**Parts of the exercise:**
a: Using the chain lube thread below, decide whether each statement agrees with it: (i) Ernbar asks whether 30w motor oil or modern dry lubricants are better; (ii) SKPC says the recommended lube is cheap; (iii) SKPC says the recommended lube lasts many rides longer than most others tried. For each, answer yes or no and quote the words of the thread that decide it.
b: Answer these questions from the chain lube thread below.
(i) On what date was Ernbar's post made?
(ii) What lube does srfndoc use?
(iii) What two words does SKPC use to describe the lube it advocates?

**Source extract:**
# # # # #

# Skiptooth chain lube question



## Ernbar (Oct 30, 2020)

Got my skiptooth chain cleaned up so which lubricant to use? Read about using 30w motor oil or are the modern dry lubricants better?


----------



## srfndoc (Oct 30, 2020)

I use White Lighting Epic Ride.



			Amazon.com


----------



## SKPC (Oct 30, 2020)

I am a *big advocate *of this one....synthetic and smelly but lasts many rides longer than most lubes I have tried...





https://rover.ebay.com/rover/1/711-...0001&campid=5335809022&icep_item=253322137176

Unfortunately not cheap...  but....well worth it.


----------



## SirMike1983 (Oct 30, 2020)

# # # # #

**Supplied material:**
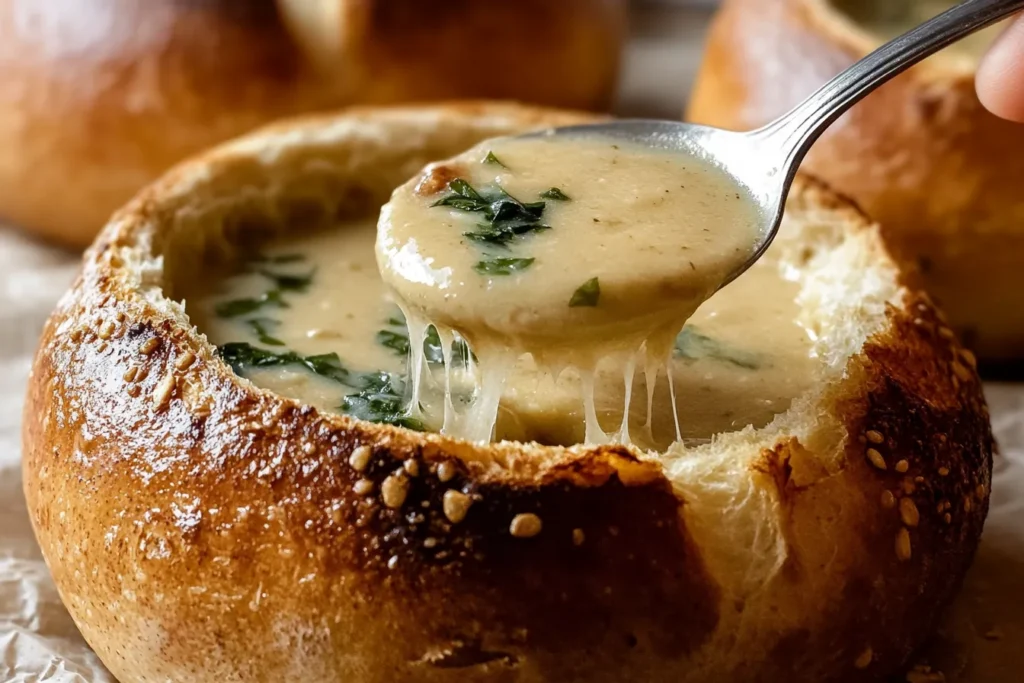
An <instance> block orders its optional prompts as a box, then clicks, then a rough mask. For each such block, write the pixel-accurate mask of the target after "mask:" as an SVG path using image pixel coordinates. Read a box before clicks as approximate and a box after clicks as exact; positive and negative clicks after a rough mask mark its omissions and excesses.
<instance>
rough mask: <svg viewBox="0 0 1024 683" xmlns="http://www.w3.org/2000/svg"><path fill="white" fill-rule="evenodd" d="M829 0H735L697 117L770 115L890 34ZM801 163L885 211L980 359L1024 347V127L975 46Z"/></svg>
mask: <svg viewBox="0 0 1024 683" xmlns="http://www.w3.org/2000/svg"><path fill="white" fill-rule="evenodd" d="M894 1H895V0H894ZM901 1H904V0H901ZM829 2H830V0H727V1H726V2H724V3H723V4H722V7H721V9H719V11H718V14H717V16H716V18H715V22H714V24H713V26H712V29H711V31H710V34H709V39H708V44H707V48H706V52H705V56H703V61H702V65H701V67H700V70H699V73H698V76H697V80H696V84H695V86H694V89H693V92H692V96H691V98H690V101H689V106H688V111H687V113H686V114H687V118H688V120H691V121H693V122H695V123H702V124H707V125H712V126H719V127H723V128H728V129H733V130H751V129H754V128H757V127H760V126H763V125H765V124H767V123H769V122H771V121H772V120H774V119H775V118H776V117H779V116H782V115H783V114H785V113H786V112H787V111H790V110H791V109H792V108H793V106H796V105H797V104H798V103H799V102H800V101H802V100H803V99H804V98H805V97H807V96H808V95H810V94H811V93H812V92H814V90H816V89H817V88H818V87H820V86H821V85H823V84H824V83H825V82H826V81H827V80H829V79H830V78H833V77H834V76H836V75H838V74H839V73H840V72H841V71H843V70H844V69H846V68H847V67H849V66H851V65H853V62H854V61H856V60H857V59H860V58H861V57H864V56H866V55H867V54H868V53H869V52H870V51H871V50H873V49H874V48H876V47H878V45H879V41H877V40H874V39H872V38H871V37H870V36H868V35H867V34H866V33H865V32H864V31H863V30H862V29H861V28H860V27H858V26H856V25H855V24H853V23H852V22H850V20H848V19H846V18H845V17H844V16H843V15H842V14H841V13H840V12H839V11H837V10H835V9H833V8H831V6H830V4H829ZM803 168H804V169H805V170H807V171H808V172H810V173H812V174H814V175H816V176H819V177H821V178H822V179H824V180H825V181H826V182H827V183H828V184H829V185H831V186H833V187H835V188H836V189H838V190H839V191H842V193H844V194H846V195H849V196H850V197H852V198H853V199H854V201H856V202H857V203H858V204H860V205H861V206H863V207H864V209H865V210H866V211H867V212H868V213H869V214H870V215H871V217H872V218H874V219H877V220H879V221H881V223H882V226H883V234H884V237H885V239H886V240H887V242H888V244H889V245H890V248H891V249H892V251H893V254H894V255H895V256H896V257H897V258H898V259H900V260H902V261H904V262H906V263H907V264H910V266H911V267H914V268H920V270H921V275H922V283H923V284H924V286H925V288H926V289H927V290H928V291H929V292H931V293H932V294H933V295H934V296H935V297H937V299H938V300H939V302H940V303H941V304H942V306H943V308H944V309H945V310H946V311H947V312H948V314H949V316H950V323H951V325H952V327H953V328H954V329H955V331H956V332H957V333H958V334H959V335H961V336H962V338H964V339H966V340H967V341H968V342H969V343H970V345H971V346H972V347H973V348H974V349H975V350H976V351H977V352H978V354H979V356H980V357H982V359H991V360H1012V359H1015V358H1017V359H1019V358H1020V357H1021V349H1024V295H1022V294H1021V288H1019V287H1018V288H1015V287H1008V286H1007V284H1006V283H1008V282H1014V281H1015V280H1016V278H1017V274H1018V273H1019V272H1020V270H1021V268H1022V267H1024V231H1022V230H1021V228H1020V226H1021V225H1022V224H1024V199H1022V197H1021V193H1020V191H1019V182H1018V180H1017V179H1018V178H1020V177H1022V175H1024V130H1022V128H1021V127H1020V126H1018V125H1017V124H1014V123H1011V122H1008V121H1002V120H1000V119H998V118H996V117H995V116H993V115H992V114H991V113H989V112H988V111H986V110H985V108H984V106H982V104H981V102H979V101H978V97H977V95H976V94H975V87H974V65H973V62H972V60H971V59H970V58H966V57H965V58H961V59H956V58H953V57H951V56H949V55H945V54H944V55H937V56H936V57H933V58H932V59H930V60H928V61H926V62H925V63H923V65H920V66H919V67H915V68H914V69H912V70H910V71H909V72H907V73H906V74H903V75H901V76H899V77H897V78H895V79H893V81H892V82H890V83H887V84H886V85H884V86H882V87H881V88H879V90H878V91H877V92H873V93H871V94H870V95H869V96H868V97H867V98H866V99H864V101H862V102H860V103H858V104H857V105H856V106H854V108H853V109H852V110H851V111H850V112H849V113H848V114H847V115H845V116H844V117H843V118H842V119H840V120H839V121H838V122H837V123H836V124H834V125H833V126H831V127H829V129H828V130H827V131H825V133H824V134H823V135H822V136H821V139H820V140H818V141H817V142H816V143H815V144H814V146H813V148H812V150H811V151H810V153H809V154H808V156H807V159H806V161H805V162H804V166H803Z"/></svg>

# # # # #

**Responses:**
a:
(i) Yes: "Read about using 30w motor oil or are the modern dry lubricants better?"
(ii) No: "Unfortunately not cheap..."
(iii) Yes: "lasts many rides longer than most lubes I have tried"

b:
(i) Oct 30, 2020
(ii) White Lighting Epic Ride
(iii) Synthetic and smelly